Task objective: Locate each line in the rows below that contains the string "black" and copy every such line. Case matters.

Material:
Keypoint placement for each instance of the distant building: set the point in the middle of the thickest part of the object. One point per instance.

==

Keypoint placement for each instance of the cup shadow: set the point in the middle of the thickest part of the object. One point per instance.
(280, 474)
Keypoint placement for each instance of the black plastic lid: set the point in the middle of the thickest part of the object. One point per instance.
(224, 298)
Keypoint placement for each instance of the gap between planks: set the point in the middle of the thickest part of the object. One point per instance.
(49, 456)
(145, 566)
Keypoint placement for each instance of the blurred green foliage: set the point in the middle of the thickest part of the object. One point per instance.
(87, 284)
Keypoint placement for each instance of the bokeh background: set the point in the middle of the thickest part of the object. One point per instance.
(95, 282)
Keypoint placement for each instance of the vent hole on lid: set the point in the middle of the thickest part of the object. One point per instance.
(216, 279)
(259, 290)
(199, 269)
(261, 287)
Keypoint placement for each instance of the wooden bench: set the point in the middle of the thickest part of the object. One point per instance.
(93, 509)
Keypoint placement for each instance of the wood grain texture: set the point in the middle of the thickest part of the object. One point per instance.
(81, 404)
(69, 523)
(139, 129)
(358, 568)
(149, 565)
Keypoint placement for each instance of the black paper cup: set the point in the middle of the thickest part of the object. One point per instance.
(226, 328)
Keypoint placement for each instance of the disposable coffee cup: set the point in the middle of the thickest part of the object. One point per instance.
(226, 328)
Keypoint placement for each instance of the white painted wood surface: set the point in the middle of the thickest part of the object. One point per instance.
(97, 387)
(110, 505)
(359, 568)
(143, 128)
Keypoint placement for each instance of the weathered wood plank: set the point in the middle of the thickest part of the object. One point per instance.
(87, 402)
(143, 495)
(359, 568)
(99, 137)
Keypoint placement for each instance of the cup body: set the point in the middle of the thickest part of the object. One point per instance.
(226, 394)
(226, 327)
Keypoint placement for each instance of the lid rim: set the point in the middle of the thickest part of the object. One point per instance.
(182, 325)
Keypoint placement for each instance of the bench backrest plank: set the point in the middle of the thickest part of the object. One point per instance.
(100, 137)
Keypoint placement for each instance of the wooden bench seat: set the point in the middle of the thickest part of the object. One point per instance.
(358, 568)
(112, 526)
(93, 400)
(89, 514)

--

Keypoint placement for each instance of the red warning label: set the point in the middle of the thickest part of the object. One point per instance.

Answer below:
Keypoint placement for each instance of the black plastic lid: set the point in the middle of the thickest part of the object. One point per instance.
Keypoint placement for each instance of the black paper cup: set the point in the middle of the thickest part of the object. One point per instance.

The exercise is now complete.